_Description of the task_. Revise every one of the rows below so that "thickest part" reads "widest part" wherever it occurs, keeping all other wording the same. Omit the pictures from your answer.

= = =

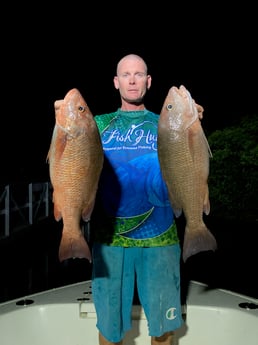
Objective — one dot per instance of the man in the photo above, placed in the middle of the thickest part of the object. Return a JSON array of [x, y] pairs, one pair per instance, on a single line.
[[135, 241]]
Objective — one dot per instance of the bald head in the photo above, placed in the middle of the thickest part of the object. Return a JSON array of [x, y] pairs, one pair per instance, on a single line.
[[132, 58]]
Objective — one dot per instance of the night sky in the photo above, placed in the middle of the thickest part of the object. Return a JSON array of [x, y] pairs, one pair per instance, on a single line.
[[212, 52]]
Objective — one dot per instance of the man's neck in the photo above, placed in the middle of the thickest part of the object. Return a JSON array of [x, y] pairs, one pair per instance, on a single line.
[[125, 106]]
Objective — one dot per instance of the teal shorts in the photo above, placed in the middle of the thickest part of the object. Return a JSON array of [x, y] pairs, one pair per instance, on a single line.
[[155, 270]]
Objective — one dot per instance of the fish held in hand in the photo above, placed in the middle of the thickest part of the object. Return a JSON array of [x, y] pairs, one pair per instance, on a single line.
[[184, 155], [75, 160]]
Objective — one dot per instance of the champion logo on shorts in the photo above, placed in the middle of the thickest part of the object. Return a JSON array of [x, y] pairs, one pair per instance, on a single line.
[[170, 314]]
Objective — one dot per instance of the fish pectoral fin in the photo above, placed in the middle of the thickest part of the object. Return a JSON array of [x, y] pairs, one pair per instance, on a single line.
[[206, 204]]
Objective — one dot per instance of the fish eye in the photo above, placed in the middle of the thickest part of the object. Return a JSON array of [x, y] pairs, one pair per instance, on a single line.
[[81, 108]]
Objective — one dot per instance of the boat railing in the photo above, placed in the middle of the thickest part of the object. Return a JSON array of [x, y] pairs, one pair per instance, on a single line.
[[24, 204]]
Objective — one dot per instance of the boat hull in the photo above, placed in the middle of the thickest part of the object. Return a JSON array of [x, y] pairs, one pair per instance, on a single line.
[[66, 316]]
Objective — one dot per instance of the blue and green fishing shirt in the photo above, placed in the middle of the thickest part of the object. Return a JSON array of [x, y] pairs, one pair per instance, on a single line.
[[132, 205]]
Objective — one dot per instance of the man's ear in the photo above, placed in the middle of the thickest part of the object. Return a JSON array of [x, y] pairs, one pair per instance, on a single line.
[[116, 83]]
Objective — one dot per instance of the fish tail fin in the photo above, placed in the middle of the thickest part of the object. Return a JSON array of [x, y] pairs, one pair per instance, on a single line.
[[73, 247], [196, 241]]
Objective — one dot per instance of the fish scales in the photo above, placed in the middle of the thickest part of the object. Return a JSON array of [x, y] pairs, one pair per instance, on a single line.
[[75, 162], [184, 155]]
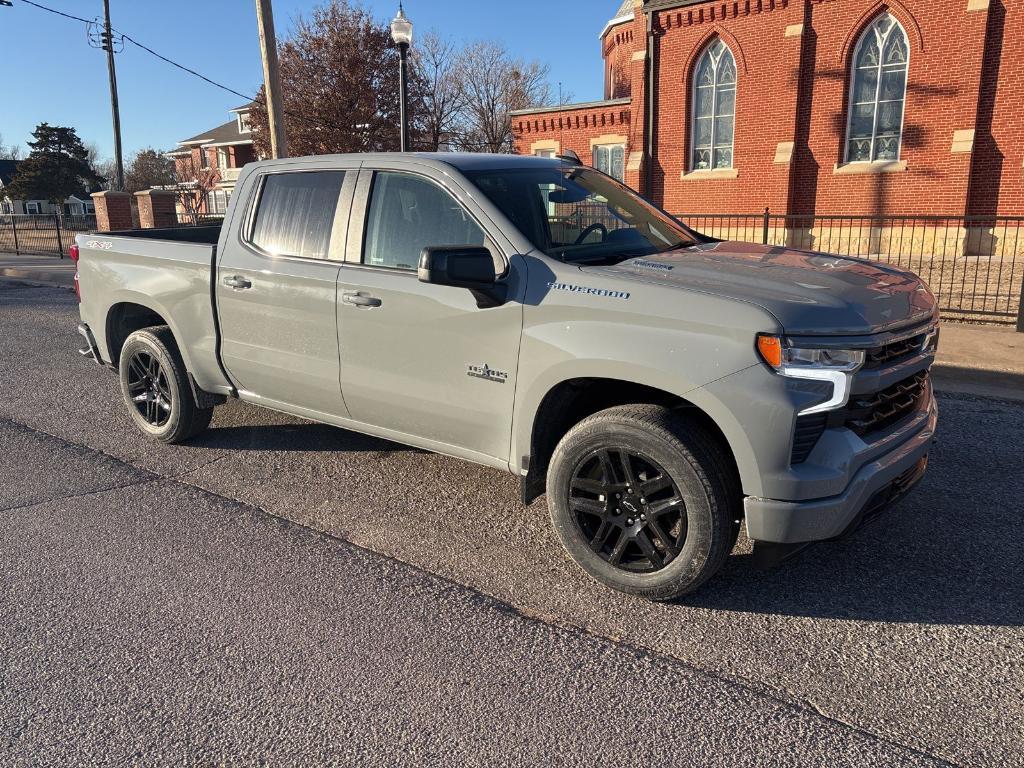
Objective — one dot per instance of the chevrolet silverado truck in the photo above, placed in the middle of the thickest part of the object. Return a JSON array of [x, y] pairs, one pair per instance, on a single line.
[[535, 315]]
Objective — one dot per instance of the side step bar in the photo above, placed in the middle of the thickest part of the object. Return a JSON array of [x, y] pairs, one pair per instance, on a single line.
[[90, 350]]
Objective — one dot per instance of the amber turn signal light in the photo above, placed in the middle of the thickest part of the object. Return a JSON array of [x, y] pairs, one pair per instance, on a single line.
[[770, 348]]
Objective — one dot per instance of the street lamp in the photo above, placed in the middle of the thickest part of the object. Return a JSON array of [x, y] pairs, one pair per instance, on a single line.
[[401, 34]]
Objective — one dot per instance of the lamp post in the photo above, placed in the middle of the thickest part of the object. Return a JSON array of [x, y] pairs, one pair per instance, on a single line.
[[401, 34]]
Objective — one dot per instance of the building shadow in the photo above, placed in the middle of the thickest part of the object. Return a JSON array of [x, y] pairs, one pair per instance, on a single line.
[[987, 161]]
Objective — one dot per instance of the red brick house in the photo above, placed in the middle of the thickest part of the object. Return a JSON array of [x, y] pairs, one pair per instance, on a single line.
[[219, 155], [826, 107]]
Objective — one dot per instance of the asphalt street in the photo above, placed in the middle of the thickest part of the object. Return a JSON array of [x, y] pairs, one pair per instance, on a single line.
[[285, 593]]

= = =

_Written solution_.
Objective — one dot per instance of the man in the photo above, placed in the middle of the widest part of the object. Return a JSON array of [x, y] pairs, one pair per instance, on a single line.
[[135, 241]]
Objective — one dot per instance of the bald head in the photo above, placed in the middle of the widest part of the object. Return a JSON array of [x, y] pairs, one pair per instance, on a single line.
[[132, 58]]
Objective — one dot per instance of the night sky in the photo above, placed in the middle of the widest part of the object. Return a JSON array of [x, y] pairs, one pair per instance, on a single line.
[[212, 52]]
Objective — one dot per instance of the man's neck in the photo above, placed in the middle of the widest part of the object. Return a JSON array of [x, y] pairs, one pair per instance, on a single line.
[[125, 106]]
Objective — one dot per instance of the teal shorts in the photo above, placed in the middle of the widest part of the object. Return a JSON array of [x, y] pairs, one pair per instance, on a single line.
[[155, 270]]
Objective — one dot per instance of the fish held in hand in the photo above, placed in the middle of the widest part of the object. Return a JSON array of [x, y] pairs, one pair per instance, on a single line.
[[184, 155], [75, 160]]
Objective — one dot per instance of the champion logo on shorts in the photo above, placed in the middle of the widest part of the object. Return a JSON array of [x, y] pairs, one pair per instance, on a single line.
[[170, 314]]
Objective — one dot per instance of the fish pectoral fin in the photo above, placed in the middle of the widest part of the object. Return a JSON array of [x, y] pairs, one pair per instance, on a single line.
[[206, 204]]
Objective — one dot per instance of the fish eye in the photo above, placed in the middle of the widest part of the object. Return a JSON array of [x, y] pairs, one pair per instance, on a single line.
[[81, 108]]
Objective — one dot per instance of the boat railing in the photo above, placed in the middle of the widest part of the object. Return a JSON array of [x, y] pairs, one pair per instance, on a single line.
[[24, 204]]
Objective — one dot per instance of the boat hull in the photo above, placed in the middle of the widest part of the object. Return a JSON array of [x, y] pairs, one pair per instance, on a single line.
[[66, 316]]
Objective — one dot per instance of the blue and green fishing shirt in the photo above, placed in the middle of the widest part of the object. Return a JSON array of [x, y] pairs, one pair per instance, on a single line.
[[132, 205]]
Objective — one dot per instance of the man's ear in the photo above, placed in the middle of the widest part of the object. Return a JSON array of [x, y] pairs, one pair per instance, on a single line.
[[116, 83]]
Objective — one dot per instance of the fish tail fin in the photo above, placed in the middle of the widest part of the object. Return a JSON array of [x, y] pairs, one pair per instance, on a single line.
[[73, 247], [196, 241]]
Objective — one dot per instance of the fish scales in the photo above, placed in the middle of the widest part of the object. Return a JSON array of [x, y] pairs, one pair per instance, on a single line.
[[75, 162], [184, 155]]
Objective — one dot per instance of the chevrolet silverado truck in the photo above, placed in the middle of the widest part of the object. Return a JSON array of [x, y] pairs, one pair per instance, on a single line.
[[535, 315]]
Objective — one dot per instance of the side step bar in the photo above, placed in the middle of the widest part of the object. Return a JSON array of [x, y] pairs, one pair per instance, on a single line.
[[90, 350]]
Objective — one dot per instance of the amber turn signal light in the photo above, placed in the middle of the widest part of the object. Return a JSON array of [x, y] pairs, one pair per instance, on a single line.
[[770, 348]]
Objective — one dot per instance of the street lamp in the photo above, placed in the middle of the widest part of the object. Return a JSON array of [x, y] pairs, one pair per instance, on a single line.
[[401, 34]]
Objective — one dot per instance of the lamp post in the photo above, placed in the middle of the widest part of the object. Return a JSON array of [x, y] pairs, one pair per instance, on a single line.
[[401, 34]]
Objective — one dot per instance of the building shadow in the photo above, placed in the middle of the widest part of the object. Return a JSON array of [x, y] pairs, one pair per instance, on a single line.
[[987, 161]]
Objective — one dot per instance of the red brick house in the photo above, placed in the middle of the widest part of the object. Return a JSON array of [x, y] pairs, one pair per instance, on a single line.
[[219, 155], [826, 107]]
Objective — one dot per instance of the asphalt street in the photo above, placed in the middle of the widest part of the object. Return a JSON array of [x, y] pairs, one pair per instance, on a single line.
[[285, 593]]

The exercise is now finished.